— BEGIN —

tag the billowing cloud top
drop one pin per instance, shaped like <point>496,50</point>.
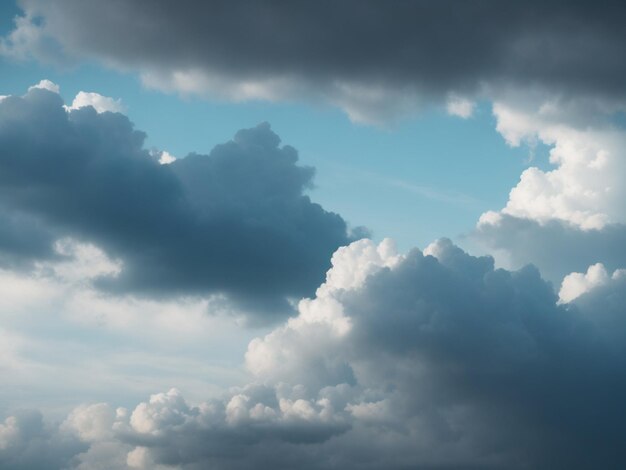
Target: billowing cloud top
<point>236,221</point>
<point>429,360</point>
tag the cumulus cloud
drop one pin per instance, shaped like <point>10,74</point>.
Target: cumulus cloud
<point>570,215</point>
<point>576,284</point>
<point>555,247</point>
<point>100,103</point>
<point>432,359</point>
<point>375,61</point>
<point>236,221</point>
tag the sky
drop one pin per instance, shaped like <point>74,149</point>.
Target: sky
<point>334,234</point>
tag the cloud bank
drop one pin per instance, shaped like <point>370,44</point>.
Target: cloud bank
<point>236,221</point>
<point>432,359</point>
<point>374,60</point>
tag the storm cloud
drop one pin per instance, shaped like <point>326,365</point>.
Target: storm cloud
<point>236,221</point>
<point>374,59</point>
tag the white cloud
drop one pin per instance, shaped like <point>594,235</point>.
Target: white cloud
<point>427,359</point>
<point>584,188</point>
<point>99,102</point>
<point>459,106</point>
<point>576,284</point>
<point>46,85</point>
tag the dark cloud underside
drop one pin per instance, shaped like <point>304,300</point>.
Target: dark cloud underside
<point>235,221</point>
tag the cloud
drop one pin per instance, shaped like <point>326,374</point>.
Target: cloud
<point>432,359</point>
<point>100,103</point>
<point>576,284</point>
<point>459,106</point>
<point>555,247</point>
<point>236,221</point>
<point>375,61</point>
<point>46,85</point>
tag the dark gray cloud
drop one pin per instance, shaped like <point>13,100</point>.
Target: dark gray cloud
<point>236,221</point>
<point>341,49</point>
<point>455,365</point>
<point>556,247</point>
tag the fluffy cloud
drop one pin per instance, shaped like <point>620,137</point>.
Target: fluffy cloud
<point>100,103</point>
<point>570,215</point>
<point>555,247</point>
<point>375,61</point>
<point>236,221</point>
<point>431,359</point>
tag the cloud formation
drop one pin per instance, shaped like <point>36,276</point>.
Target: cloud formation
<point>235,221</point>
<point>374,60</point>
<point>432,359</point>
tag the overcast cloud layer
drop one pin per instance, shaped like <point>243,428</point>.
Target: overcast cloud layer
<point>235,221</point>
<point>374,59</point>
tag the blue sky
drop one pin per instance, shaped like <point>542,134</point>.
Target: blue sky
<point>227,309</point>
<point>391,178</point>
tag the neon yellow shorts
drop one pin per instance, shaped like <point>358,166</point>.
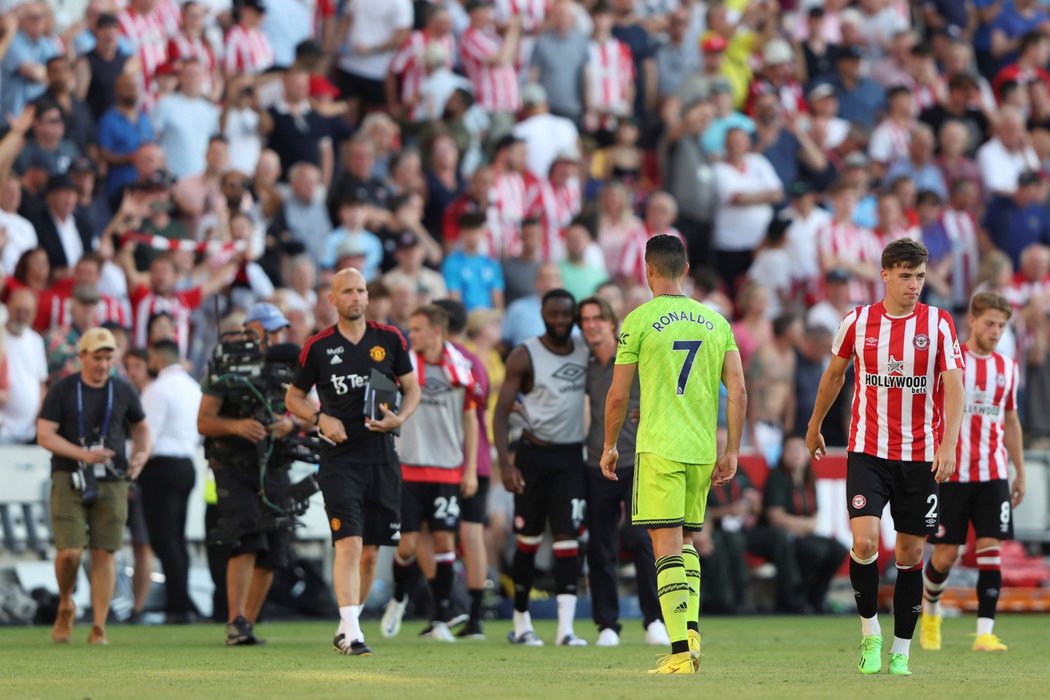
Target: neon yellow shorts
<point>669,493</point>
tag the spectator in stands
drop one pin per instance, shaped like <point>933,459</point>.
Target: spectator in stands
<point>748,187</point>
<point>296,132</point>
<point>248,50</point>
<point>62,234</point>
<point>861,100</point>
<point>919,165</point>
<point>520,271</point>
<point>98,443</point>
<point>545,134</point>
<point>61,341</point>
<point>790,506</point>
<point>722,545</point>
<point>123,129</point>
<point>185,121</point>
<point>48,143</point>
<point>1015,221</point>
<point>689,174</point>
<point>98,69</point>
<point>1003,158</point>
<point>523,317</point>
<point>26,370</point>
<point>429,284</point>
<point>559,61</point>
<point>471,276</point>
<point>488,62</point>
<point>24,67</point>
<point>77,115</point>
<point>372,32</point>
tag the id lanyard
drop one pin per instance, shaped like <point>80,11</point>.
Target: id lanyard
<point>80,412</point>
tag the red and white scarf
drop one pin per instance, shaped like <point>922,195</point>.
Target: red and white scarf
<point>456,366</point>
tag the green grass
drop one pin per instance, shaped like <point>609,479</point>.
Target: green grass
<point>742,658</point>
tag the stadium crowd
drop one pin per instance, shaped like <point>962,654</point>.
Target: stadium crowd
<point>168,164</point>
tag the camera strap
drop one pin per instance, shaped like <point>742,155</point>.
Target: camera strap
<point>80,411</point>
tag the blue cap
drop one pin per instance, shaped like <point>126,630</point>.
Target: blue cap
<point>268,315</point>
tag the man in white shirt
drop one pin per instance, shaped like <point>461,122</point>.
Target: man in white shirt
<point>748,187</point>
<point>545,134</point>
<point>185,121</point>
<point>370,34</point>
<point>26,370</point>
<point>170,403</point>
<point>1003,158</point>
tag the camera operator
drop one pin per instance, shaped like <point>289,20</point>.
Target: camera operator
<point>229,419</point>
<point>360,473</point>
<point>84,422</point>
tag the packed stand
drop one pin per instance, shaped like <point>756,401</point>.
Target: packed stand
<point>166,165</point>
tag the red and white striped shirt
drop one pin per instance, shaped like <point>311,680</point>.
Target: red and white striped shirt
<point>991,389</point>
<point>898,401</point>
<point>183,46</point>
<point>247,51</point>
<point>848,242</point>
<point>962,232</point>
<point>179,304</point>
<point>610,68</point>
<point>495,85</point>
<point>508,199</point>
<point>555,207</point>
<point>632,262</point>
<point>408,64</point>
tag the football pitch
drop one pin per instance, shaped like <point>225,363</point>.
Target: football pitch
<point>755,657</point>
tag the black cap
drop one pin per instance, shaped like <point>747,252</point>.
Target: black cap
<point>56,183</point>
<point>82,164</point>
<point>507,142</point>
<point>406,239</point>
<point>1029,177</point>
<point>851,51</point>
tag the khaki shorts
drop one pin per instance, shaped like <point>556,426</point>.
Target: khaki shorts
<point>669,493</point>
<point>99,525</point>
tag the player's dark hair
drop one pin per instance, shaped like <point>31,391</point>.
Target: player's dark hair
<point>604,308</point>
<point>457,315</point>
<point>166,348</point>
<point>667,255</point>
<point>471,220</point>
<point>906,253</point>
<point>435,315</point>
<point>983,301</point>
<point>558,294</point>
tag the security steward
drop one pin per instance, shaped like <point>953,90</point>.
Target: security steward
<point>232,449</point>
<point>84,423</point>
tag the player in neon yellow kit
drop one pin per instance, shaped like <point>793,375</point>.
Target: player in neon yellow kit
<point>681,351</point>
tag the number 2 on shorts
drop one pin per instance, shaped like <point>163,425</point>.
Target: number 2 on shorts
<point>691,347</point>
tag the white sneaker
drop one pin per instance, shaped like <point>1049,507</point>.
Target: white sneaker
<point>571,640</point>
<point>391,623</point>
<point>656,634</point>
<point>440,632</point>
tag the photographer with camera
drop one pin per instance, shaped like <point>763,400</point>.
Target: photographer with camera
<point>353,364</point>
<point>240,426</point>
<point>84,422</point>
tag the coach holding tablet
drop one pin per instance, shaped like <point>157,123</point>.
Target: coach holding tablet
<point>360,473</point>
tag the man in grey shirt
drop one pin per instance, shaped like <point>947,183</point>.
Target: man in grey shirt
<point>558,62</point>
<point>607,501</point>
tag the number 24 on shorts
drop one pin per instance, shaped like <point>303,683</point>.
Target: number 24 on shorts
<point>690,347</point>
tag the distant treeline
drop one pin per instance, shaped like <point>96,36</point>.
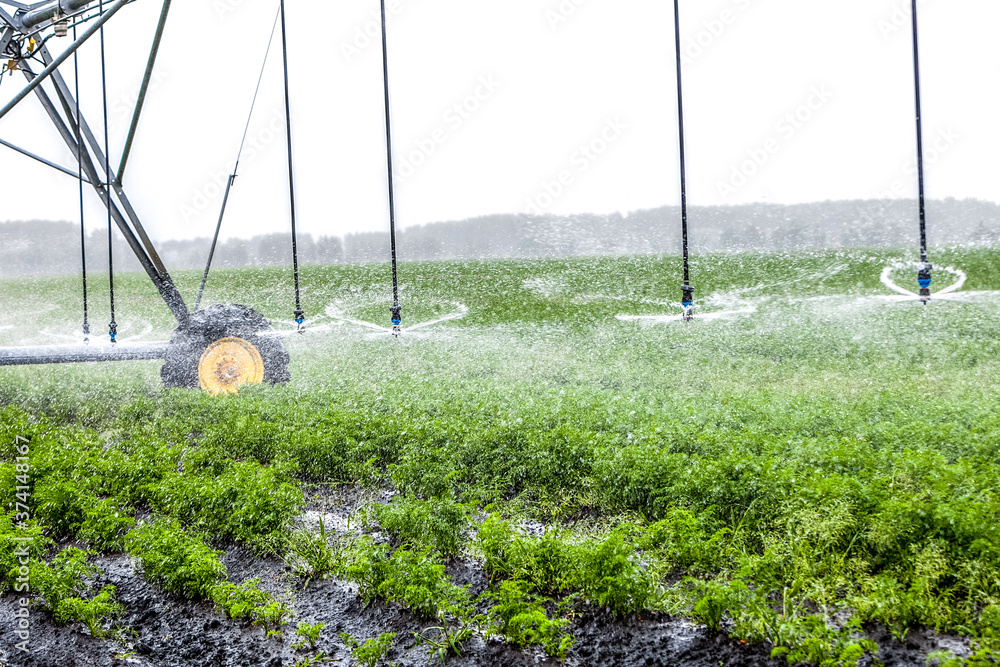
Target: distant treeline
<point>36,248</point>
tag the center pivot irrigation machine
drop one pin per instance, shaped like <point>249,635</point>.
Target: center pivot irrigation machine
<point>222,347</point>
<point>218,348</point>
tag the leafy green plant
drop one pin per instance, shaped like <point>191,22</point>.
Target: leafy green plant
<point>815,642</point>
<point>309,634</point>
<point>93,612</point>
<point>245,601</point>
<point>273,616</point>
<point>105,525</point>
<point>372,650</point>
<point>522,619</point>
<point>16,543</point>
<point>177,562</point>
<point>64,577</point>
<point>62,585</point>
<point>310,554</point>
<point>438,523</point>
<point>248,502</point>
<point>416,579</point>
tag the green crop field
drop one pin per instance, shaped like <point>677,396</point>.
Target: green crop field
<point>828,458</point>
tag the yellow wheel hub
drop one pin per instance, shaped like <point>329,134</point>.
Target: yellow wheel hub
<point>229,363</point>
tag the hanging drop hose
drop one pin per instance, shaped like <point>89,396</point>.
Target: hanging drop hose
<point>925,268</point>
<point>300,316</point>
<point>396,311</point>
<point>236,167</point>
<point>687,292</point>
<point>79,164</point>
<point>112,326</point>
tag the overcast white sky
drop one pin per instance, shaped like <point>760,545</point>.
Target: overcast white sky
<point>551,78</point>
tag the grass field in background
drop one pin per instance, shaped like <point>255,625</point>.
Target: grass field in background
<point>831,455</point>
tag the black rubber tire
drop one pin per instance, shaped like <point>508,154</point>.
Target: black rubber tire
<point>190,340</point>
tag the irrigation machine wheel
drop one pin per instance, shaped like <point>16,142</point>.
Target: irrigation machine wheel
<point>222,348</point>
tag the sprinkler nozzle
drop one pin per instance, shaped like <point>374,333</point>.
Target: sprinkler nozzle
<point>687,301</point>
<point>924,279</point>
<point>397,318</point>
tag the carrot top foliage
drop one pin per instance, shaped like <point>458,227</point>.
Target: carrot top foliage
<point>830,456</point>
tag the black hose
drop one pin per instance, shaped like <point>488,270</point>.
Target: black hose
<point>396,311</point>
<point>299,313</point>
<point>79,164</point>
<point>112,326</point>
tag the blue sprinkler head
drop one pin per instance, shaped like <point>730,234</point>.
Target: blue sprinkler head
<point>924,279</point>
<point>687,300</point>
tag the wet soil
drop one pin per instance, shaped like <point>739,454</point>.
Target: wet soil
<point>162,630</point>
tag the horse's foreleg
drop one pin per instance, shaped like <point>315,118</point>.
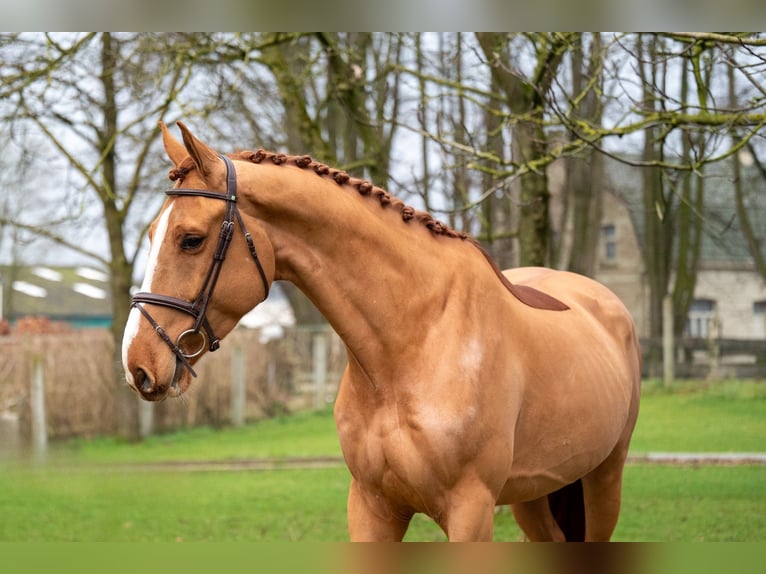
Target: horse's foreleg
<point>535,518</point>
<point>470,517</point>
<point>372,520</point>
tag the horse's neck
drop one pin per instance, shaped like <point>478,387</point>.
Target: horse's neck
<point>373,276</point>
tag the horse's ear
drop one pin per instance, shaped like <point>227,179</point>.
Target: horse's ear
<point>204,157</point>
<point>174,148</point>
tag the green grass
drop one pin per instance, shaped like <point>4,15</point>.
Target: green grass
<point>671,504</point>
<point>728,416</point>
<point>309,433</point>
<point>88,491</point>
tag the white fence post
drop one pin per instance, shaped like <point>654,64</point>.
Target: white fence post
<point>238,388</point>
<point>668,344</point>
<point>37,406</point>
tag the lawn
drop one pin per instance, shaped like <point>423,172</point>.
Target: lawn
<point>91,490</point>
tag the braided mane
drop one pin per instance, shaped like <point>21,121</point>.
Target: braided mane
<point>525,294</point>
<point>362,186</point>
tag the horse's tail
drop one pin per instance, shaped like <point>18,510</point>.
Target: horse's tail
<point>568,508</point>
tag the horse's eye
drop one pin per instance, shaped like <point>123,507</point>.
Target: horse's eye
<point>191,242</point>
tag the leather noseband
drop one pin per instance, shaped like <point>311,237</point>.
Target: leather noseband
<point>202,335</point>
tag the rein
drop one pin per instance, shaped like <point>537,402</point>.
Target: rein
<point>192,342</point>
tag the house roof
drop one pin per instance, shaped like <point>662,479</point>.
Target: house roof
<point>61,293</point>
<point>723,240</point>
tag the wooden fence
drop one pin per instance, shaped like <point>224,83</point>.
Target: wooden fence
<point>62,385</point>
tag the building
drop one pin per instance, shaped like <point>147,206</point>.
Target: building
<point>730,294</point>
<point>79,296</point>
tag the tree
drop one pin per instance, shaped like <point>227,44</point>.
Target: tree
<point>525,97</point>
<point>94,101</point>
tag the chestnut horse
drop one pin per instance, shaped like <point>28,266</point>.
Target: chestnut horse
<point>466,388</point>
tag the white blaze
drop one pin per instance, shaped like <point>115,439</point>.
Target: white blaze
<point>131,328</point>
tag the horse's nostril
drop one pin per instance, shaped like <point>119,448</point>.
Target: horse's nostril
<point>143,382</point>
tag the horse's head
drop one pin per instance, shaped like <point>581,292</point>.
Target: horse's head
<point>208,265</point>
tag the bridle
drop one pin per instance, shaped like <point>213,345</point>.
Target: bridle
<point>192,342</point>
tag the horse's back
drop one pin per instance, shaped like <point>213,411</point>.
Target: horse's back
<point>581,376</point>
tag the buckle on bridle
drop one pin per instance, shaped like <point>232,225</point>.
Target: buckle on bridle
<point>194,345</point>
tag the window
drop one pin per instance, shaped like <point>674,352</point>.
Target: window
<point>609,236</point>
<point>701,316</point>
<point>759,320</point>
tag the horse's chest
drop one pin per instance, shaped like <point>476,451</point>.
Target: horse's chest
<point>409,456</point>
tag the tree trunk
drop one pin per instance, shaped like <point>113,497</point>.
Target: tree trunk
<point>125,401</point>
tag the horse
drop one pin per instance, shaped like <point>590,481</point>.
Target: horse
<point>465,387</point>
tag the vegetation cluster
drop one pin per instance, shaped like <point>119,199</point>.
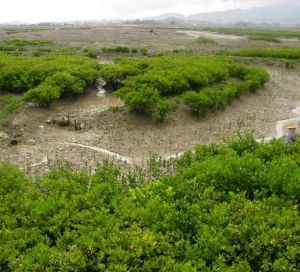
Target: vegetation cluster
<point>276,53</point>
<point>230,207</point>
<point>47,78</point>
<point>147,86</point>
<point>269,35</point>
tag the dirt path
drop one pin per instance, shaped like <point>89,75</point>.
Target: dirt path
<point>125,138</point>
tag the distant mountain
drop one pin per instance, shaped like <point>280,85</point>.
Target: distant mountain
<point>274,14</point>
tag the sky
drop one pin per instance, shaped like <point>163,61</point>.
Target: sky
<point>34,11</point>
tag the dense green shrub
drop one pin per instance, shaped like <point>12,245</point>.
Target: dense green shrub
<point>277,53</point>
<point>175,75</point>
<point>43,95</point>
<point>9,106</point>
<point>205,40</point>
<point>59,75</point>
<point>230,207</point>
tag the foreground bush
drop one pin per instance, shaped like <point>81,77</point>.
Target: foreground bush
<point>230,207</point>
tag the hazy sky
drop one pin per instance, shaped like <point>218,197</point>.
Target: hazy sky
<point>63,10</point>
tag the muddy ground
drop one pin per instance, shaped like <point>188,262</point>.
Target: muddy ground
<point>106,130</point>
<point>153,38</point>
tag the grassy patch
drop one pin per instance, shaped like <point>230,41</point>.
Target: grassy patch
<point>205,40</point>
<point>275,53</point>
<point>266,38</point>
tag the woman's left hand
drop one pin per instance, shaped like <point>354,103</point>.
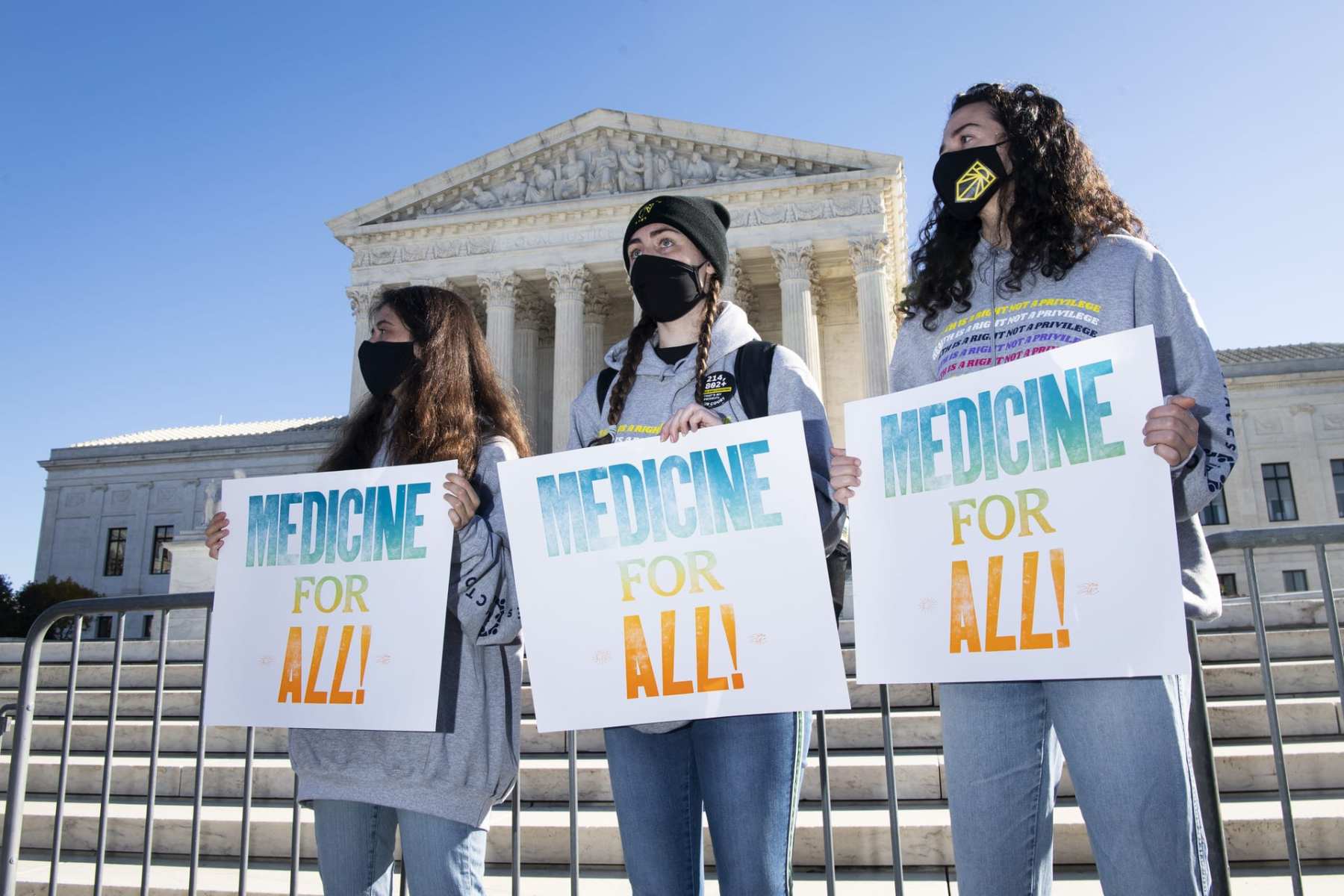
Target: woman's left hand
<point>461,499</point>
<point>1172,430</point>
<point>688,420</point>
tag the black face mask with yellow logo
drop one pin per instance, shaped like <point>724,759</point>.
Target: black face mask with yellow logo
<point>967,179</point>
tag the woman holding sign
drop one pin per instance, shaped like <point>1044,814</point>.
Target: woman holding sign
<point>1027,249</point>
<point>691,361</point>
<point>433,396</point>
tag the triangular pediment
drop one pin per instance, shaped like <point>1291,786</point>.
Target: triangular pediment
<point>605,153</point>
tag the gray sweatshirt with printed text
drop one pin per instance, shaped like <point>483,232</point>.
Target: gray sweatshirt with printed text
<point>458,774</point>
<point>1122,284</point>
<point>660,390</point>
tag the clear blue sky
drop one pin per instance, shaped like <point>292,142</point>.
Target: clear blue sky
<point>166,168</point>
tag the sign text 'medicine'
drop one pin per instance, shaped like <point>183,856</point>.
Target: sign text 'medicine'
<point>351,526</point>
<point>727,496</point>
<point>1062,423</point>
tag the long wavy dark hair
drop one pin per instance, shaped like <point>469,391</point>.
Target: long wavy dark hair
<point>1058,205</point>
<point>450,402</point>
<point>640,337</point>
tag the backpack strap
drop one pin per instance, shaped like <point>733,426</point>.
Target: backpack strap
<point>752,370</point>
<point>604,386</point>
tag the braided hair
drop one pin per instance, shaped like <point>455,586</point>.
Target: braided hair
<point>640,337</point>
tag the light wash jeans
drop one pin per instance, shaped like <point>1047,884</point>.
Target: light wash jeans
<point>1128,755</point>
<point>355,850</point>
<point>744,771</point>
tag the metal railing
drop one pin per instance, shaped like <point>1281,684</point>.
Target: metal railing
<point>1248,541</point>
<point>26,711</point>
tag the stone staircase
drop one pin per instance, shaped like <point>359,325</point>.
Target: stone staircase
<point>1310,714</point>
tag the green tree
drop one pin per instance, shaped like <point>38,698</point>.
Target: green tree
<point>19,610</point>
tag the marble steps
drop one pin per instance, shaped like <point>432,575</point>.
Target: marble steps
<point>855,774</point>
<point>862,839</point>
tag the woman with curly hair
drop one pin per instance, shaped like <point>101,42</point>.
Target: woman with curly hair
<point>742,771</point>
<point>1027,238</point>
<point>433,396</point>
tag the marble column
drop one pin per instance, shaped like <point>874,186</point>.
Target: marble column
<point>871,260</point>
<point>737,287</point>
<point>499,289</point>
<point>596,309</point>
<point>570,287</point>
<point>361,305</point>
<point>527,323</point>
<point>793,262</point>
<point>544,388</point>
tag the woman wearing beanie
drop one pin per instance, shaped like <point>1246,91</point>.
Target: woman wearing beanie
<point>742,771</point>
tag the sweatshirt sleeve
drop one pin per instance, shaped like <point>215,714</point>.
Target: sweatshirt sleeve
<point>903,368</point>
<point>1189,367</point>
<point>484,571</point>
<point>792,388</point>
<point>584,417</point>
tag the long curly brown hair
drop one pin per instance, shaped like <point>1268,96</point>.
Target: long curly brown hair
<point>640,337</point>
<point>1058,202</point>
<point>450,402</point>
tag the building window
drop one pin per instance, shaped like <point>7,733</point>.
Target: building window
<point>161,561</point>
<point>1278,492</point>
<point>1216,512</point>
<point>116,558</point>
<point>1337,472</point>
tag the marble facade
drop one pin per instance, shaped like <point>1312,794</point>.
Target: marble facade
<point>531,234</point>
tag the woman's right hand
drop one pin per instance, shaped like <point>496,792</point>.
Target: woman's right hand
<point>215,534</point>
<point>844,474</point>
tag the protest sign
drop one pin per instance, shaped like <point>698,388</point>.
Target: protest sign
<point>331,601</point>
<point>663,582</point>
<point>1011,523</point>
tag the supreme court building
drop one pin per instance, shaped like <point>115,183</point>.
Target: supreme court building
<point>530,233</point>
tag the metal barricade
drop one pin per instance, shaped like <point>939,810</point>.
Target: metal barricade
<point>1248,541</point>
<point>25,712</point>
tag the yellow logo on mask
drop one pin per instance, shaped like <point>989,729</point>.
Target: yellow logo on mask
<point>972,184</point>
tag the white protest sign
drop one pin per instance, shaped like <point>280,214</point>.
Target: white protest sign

— END —

- **Stated task**
Copy out word for word the stretch of lines above, from the line containing "tag the player's dark hair" through the line containing "<point>440,632</point>". Include both of those lines.

- **Reply**
tag the player's dark hair
drop one pin per instance, shaped like <point>31,391</point>.
Target: player's dark hair
<point>604,308</point>
<point>457,315</point>
<point>166,348</point>
<point>667,255</point>
<point>471,220</point>
<point>906,253</point>
<point>435,315</point>
<point>983,301</point>
<point>558,294</point>
tag the security steward
drop one pin per instance, shaped like <point>953,90</point>.
Target: security steward
<point>232,449</point>
<point>84,423</point>
tag the player in neon yellow kit
drop one pin per instance, shaped like <point>793,375</point>.
Target: player in neon yellow kit
<point>681,351</point>
tag the number 2 on shorts
drop one pin per instance, shaped like <point>163,425</point>.
Target: number 2 on shorts
<point>691,347</point>
tag the white sneaker
drop one pin per instance, shaped like <point>1049,507</point>.
Target: white sneaker
<point>571,640</point>
<point>391,623</point>
<point>656,634</point>
<point>440,632</point>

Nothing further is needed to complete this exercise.